Segment Start: Supplied material

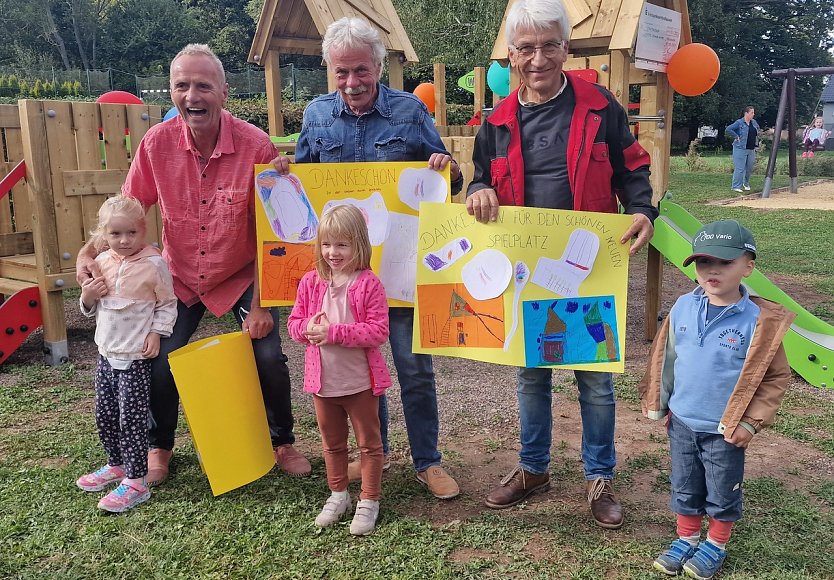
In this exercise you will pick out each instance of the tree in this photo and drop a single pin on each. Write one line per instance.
(752, 38)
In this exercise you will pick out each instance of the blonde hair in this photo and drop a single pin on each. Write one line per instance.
(346, 222)
(118, 205)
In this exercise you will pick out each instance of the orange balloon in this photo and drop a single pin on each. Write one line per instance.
(693, 69)
(425, 92)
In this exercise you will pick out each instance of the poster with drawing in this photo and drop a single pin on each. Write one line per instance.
(288, 209)
(536, 288)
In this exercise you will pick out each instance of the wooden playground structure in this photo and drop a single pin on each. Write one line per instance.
(61, 159)
(73, 155)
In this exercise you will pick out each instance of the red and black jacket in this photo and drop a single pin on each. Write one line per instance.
(605, 162)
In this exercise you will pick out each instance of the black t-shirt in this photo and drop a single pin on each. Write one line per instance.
(751, 136)
(544, 148)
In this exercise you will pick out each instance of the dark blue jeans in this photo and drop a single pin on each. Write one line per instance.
(707, 473)
(417, 391)
(272, 372)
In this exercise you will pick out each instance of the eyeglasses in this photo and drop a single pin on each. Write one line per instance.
(549, 49)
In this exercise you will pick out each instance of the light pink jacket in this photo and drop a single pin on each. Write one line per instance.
(369, 306)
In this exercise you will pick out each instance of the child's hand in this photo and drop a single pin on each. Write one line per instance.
(151, 347)
(317, 329)
(741, 437)
(92, 289)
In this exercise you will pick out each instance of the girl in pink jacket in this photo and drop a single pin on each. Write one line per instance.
(341, 314)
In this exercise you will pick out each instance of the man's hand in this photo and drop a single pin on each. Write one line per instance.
(641, 229)
(483, 204)
(92, 289)
(150, 349)
(439, 161)
(258, 323)
(741, 437)
(317, 329)
(282, 164)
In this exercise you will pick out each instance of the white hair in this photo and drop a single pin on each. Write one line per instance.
(537, 16)
(351, 34)
(195, 49)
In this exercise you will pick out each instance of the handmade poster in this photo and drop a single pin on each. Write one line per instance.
(536, 288)
(221, 395)
(288, 209)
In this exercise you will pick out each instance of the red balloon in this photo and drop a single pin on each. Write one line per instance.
(119, 98)
(693, 69)
(425, 92)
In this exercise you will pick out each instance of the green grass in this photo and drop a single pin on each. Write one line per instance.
(50, 529)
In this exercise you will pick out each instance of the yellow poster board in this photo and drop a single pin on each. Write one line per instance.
(221, 395)
(536, 288)
(289, 207)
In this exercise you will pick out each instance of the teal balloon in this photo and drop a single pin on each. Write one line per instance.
(498, 79)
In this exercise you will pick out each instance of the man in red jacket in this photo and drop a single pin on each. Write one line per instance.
(562, 143)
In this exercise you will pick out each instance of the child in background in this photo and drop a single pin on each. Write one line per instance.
(815, 136)
(341, 314)
(719, 371)
(134, 305)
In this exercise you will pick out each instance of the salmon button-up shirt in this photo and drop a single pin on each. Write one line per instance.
(207, 206)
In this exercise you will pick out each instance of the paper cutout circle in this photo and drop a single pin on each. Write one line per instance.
(487, 275)
(693, 69)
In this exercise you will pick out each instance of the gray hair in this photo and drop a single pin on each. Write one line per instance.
(352, 34)
(201, 50)
(537, 16)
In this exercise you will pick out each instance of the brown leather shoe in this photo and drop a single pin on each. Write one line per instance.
(605, 509)
(291, 461)
(159, 461)
(515, 488)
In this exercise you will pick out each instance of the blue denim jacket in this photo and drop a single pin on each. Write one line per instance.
(738, 129)
(397, 128)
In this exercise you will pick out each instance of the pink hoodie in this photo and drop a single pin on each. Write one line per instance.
(370, 311)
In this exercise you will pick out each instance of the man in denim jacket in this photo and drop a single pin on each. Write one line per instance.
(745, 133)
(366, 121)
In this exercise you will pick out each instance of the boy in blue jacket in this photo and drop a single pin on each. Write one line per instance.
(719, 371)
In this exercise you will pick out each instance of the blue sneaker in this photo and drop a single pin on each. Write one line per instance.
(706, 562)
(672, 560)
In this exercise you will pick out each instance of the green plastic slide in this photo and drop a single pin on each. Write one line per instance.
(810, 342)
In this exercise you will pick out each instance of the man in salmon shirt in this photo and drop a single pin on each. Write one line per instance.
(199, 168)
(559, 142)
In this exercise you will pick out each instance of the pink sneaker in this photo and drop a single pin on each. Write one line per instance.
(124, 497)
(98, 480)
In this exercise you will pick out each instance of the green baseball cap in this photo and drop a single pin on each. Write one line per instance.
(724, 239)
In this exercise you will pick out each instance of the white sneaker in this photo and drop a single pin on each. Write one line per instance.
(364, 520)
(333, 510)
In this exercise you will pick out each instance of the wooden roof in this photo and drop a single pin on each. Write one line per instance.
(603, 25)
(297, 26)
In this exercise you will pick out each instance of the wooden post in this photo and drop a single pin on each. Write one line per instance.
(440, 94)
(655, 137)
(37, 152)
(274, 98)
(395, 71)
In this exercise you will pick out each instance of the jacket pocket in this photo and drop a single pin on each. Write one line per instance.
(392, 149)
(501, 180)
(329, 151)
(598, 193)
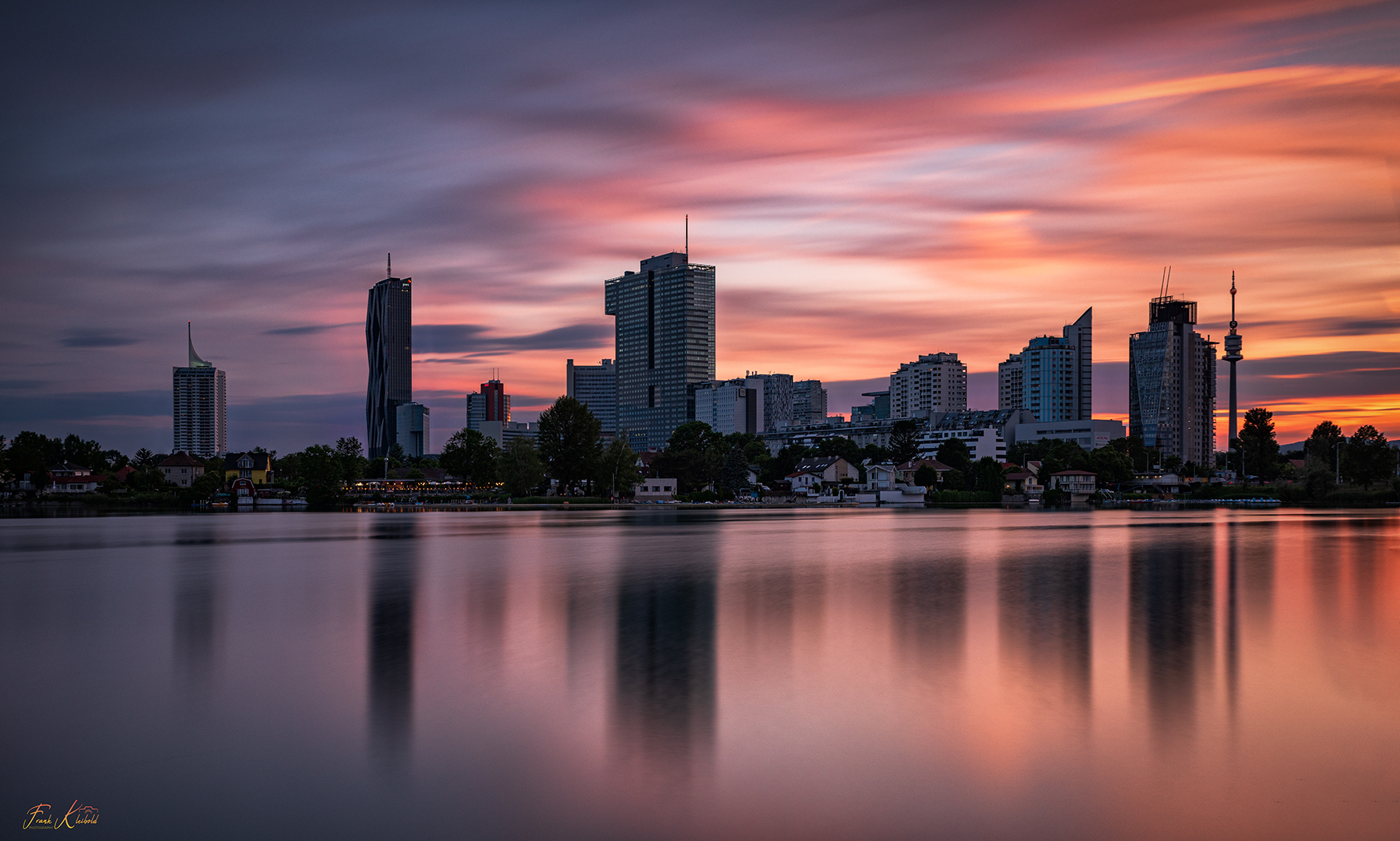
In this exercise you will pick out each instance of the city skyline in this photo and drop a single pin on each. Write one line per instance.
(894, 198)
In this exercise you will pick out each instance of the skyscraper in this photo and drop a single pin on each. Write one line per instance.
(934, 382)
(665, 342)
(1172, 384)
(1010, 382)
(1054, 377)
(388, 337)
(201, 406)
(808, 403)
(596, 386)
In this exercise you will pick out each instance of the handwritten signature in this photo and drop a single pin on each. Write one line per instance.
(41, 818)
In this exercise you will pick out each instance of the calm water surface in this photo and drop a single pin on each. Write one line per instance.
(707, 675)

Segment End: Supplied material

> Action item:
Please give back every line above exactly as it stands, without pictures.

> Problem solution:
In this exercise you will pick out each instance of the tree in this photo and drop a single pin on each. Write one line per instance.
(752, 38)
In this exercise you will pick out each instance of the blonde hair in this photo and drop a single pin on each. Write one line per instance.
(346, 222)
(118, 205)
In this exercise you will pick out each instance of the orange balloon in this photo and drop a single pin on each. Write one line per instance.
(693, 69)
(425, 92)
In this exercise you will pick out each instance of the poster with drawing in this photo and drop a single pin on each. Write one line per instance.
(288, 209)
(536, 288)
In this exercise you will pick out each instance of the wooden playground structure in this photo and drop a single pin on each. Write one line per instance.
(61, 159)
(73, 155)
In this exercise you will pick out each instance of the red and black jacket in this photo and drop a single pin on each. Write one line per instance.
(605, 162)
In this exercise you will pick out each instance of the black t-shirt in this photo and drop a single pin on each. Write one line per instance.
(751, 136)
(544, 148)
In this exercise you will pick out each instance of the dark blue jeans in this photo and drop a single pin on each. Write one line per instance.
(707, 473)
(417, 391)
(272, 372)
In this exercise you will pick out each instance of the eyeglasses in this photo and drop a single pin on each. Write one line per instance.
(549, 49)
In this exercise you will pick out each instance of the light pink jacket in this photo and drop a single pin on each. Write one line per instance.
(369, 306)
In this exercise you will pick out each instance of the child's hand in this photo and drop a single pin on each. Write one line per instance.
(151, 347)
(317, 329)
(741, 437)
(92, 289)
In this exercise you will pick out each instance of the girl in pink jacket in this photo and drop a single pin on each. Write one line per instance.
(341, 314)
In this exercise you will pick out each instance of the man's hand in this photo and drop a single pin on each. Write one line per instance.
(641, 229)
(483, 204)
(92, 289)
(150, 349)
(439, 161)
(258, 323)
(741, 437)
(317, 329)
(282, 164)
In this exercise you will pick out each instance of the white hair in this photo and drop a single pin on each. Write one line per instance.
(537, 16)
(351, 34)
(195, 49)
In this exercise you will pick out each instance of the handmade poster in this photo and drop a single pin on each. Write one line per instance.
(536, 288)
(221, 395)
(288, 209)
In this exercise you will pick out each instance of the red balloon in this photo and drop a single pin on each. Write one line per instance.
(119, 98)
(693, 69)
(425, 92)
In this exercise you will pick out each instance of the green grass in this photo and drop a single pin on each. Write one line per instance.
(50, 529)
In this exercise you will pick out each instance of the yellow poster board in this photo and drop a single pin on each. Write one line per instance.
(221, 395)
(536, 288)
(289, 207)
In this exercise you will pick out each instance of the teal balloon in this photo and drop a single pin on each. Write one line per instance.
(498, 79)
In this exercise you will pick out each instance of the man in red jacket in this photo and drop a single pin on each. Write one line per instance.
(562, 143)
In this exercise you will pick out each instance of the child in background in this photo and drop a single pin on each. Write one line per instance.
(815, 136)
(341, 314)
(719, 371)
(134, 305)
In this exercise you will pick out each instance of the salmon button-up shirt in this photo and drop a single pin on each. Write one line per instance.
(207, 206)
In this exercise you will pick out each instance of the paper cutout circle in this photo and drop a single pin on each. Write one line per instance.
(487, 275)
(693, 69)
In this exercise you will pick out each instance of the gray hair in this photo and drop a single pin on each. Write one line per instance.
(352, 34)
(201, 50)
(537, 16)
In this exercise you will pick out each instance of the brown leather shoe in this photo and drop a single pin on each. Write one line per instance.
(605, 509)
(291, 461)
(159, 461)
(515, 488)
In this exercise you will pick out each instance of the blue denim jacket in this photo and drop a single pin on each. Write one line per instance.
(738, 129)
(397, 128)
In this exercise you will pick out each instance of the pink hoodie in this photo and drop a single pin on each. Write one line per instance.
(370, 311)
In this exercise you will pick out each instance of the man in denim jacket in this photo and drop a single pin on each. Write one line per instance.
(745, 133)
(366, 121)
In this exercise you will pick out each instance of the boy in blue jacket in this photo and drop a single pin on each. Write one line per instance.
(719, 371)
In this exercise you will pick out each instance of the blue sneaker in this photo and drop a single pin on each. Write one line per instance.
(706, 562)
(672, 560)
In this exercise you will pick out each instance of the green plastic slide in this photo and drop a single pin on each. Write one line per instance.
(810, 342)
In this exercise you will pick out each instance of the man in salmon shirt in this photo and drop a single pin on each. Write one line per instance.
(199, 168)
(559, 142)
In this exercise you will pick out each instance of the pink sneaker in this photo and drop a single pin on each. Write one line per instance.
(124, 497)
(98, 480)
In this exercise you will pick out each instance of the green baseball cap in this photo and drop a single pin on each. Write one line per instance.
(724, 239)
In this exercise you will pick out each instance of the white sneaker in this photo and drop a single pin on each. Write one line per instance.
(364, 520)
(333, 510)
In this exercise you will pick out each instance of the wooden roof in this photo and drop a single pin on each. Write one line per instance.
(603, 25)
(297, 26)
In this exercise you will pick out each instance of the wooden post in this photo and drop a single pin on each. Write one line per instance.
(440, 94)
(655, 137)
(37, 152)
(274, 98)
(395, 71)
In this exercise you will pick out each instance of the jacket pocket in this photo and drop a single pin on each. Write one line per instance.
(392, 149)
(501, 180)
(329, 151)
(598, 193)
In this exercise you will pick out each instance of the city skyline in this photo and drop a single pin on each. Write one line per instance.
(894, 198)
In this exercise you will pick out each instance of the skyscraper in this photo and drop a single pin on each. Write one line per instance.
(934, 382)
(665, 342)
(1172, 384)
(1010, 382)
(1054, 377)
(388, 337)
(201, 406)
(808, 403)
(596, 386)
In this exercise you will pick out each instance of the handwritten signature in this photo and drop a single pin on each. Write one line per instance.
(41, 818)
In this exercise you will pick out each instance of the calm water surface in this photo and drop a single pin on each. Write one line per instance.
(707, 675)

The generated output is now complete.